### Written instruction
Can you put every line of the items below into a Markdown table with a "No." column for the row number and a "Text" column for the line, leaving out any blank lines?

=-=-=

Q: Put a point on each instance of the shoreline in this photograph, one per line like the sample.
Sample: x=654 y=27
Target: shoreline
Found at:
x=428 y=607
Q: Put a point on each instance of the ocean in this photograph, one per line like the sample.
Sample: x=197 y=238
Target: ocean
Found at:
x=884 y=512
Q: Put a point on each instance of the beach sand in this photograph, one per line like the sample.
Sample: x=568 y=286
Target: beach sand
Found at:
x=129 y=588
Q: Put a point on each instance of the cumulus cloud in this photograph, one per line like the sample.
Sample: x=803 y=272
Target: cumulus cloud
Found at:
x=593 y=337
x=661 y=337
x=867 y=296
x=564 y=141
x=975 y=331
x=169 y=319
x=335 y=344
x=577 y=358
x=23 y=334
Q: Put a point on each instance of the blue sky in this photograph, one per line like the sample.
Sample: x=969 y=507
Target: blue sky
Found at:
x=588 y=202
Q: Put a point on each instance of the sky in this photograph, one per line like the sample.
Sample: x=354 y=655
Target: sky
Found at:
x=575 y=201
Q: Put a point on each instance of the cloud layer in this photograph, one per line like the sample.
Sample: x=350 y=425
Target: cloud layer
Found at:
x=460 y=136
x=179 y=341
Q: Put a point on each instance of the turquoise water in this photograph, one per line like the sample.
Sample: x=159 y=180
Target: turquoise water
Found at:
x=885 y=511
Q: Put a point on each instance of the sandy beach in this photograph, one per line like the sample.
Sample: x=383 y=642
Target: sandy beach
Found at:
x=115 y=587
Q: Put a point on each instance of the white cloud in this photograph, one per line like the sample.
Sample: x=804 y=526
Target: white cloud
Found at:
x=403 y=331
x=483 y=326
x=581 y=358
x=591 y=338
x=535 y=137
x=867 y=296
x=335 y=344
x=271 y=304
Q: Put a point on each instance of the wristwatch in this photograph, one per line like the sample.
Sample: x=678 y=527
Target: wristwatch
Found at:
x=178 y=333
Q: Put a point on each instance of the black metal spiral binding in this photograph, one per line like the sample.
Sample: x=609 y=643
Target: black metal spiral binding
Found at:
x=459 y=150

=-=-=

### Task answer
| No. | Text |
|---|---|
| 1 | Q: Put a point on each instance of the shoreline in this photograph, one per line like the sample. |
| 2 | Sample: x=654 y=27 |
| 3 | Target: shoreline |
| 4 | Found at: |
| 5 | x=428 y=607 |
| 6 | Q: Put a point on each instance of the ocean in this photograph, one per line like the sample. |
| 7 | Sample: x=197 y=238 |
| 8 | Target: ocean |
| 9 | Found at: |
| 10 | x=884 y=512 |
| 11 | Q: Put a point on each instance of the beach sand in this photograph, one per line like the sample. |
| 12 | Sample: x=568 y=286 |
| 13 | Target: beach sand |
| 14 | Found at: |
| 15 | x=129 y=588 |
| 16 | Q: Put a point on each instance of the cumulus cloud in this photograph, one per line like the sample. |
| 17 | Sample: x=803 y=272 |
| 18 | Target: cumulus cloud |
| 19 | Found at: |
| 20 | x=593 y=337 |
| 21 | x=661 y=337 |
| 22 | x=867 y=296 |
| 23 | x=564 y=141 |
| 24 | x=975 y=331 |
| 25 | x=169 y=319 |
| 26 | x=335 y=344 |
| 27 | x=577 y=358 |
| 28 | x=23 y=334 |
| 29 | Q: Put a point on each instance of the blue sky in this photograph, one per line like the sample. |
| 30 | Sample: x=969 y=507 |
| 31 | Target: blue sky |
| 32 | Found at: |
| 33 | x=588 y=202 |
| 34 | Q: Put a point on each instance of the sky in this photograph, one per line like the sample. |
| 35 | Sample: x=354 y=655 |
| 36 | Target: sky |
| 37 | Found at: |
| 38 | x=575 y=201 |
| 39 | Q: Put a point on each instance of the cloud layer in this photograph, one per line like the sample. |
| 40 | Sample: x=350 y=425 |
| 41 | Target: cloud layer |
| 42 | Found at: |
| 43 | x=460 y=136 |
| 44 | x=179 y=341 |
| 45 | Q: Put a point on each instance of the turquoise water in this photograph, one per line like the sample. |
| 46 | Sample: x=159 y=180 |
| 47 | Target: turquoise water |
| 48 | Found at: |
| 49 | x=885 y=511 |
| 50 | Q: Put a point on each instance of the sandy beach in this photograph, one per line like the sample. |
| 51 | Sample: x=383 y=642 |
| 52 | Target: sandy beach |
| 53 | Found at: |
| 54 | x=115 y=587 |
| 55 | Q: Put a point on each instance of the white cloud in this photograph, one per line like the sample. |
| 56 | Sample: x=804 y=526 |
| 57 | Target: white cloud |
| 58 | Found at: |
| 59 | x=403 y=331 |
| 60 | x=483 y=326 |
| 61 | x=581 y=358 |
| 62 | x=591 y=338 |
| 63 | x=535 y=137 |
| 64 | x=867 y=296 |
| 65 | x=335 y=344 |
| 66 | x=271 y=304 |
| 67 | Q: Put a point on each instance of the wristwatch in this photograph, one per line like the sample. |
| 68 | Sample: x=678 y=527 |
| 69 | Target: wristwatch |
| 70 | Found at: |
| 71 | x=178 y=333 |
| 72 | Q: Put a point on each instance of the black metal spiral binding in this photograph, one per line like the sample. |
| 73 | Sample: x=609 y=643 |
| 74 | Target: black metal spiral binding |
| 75 | Found at: |
| 76 | x=459 y=150 |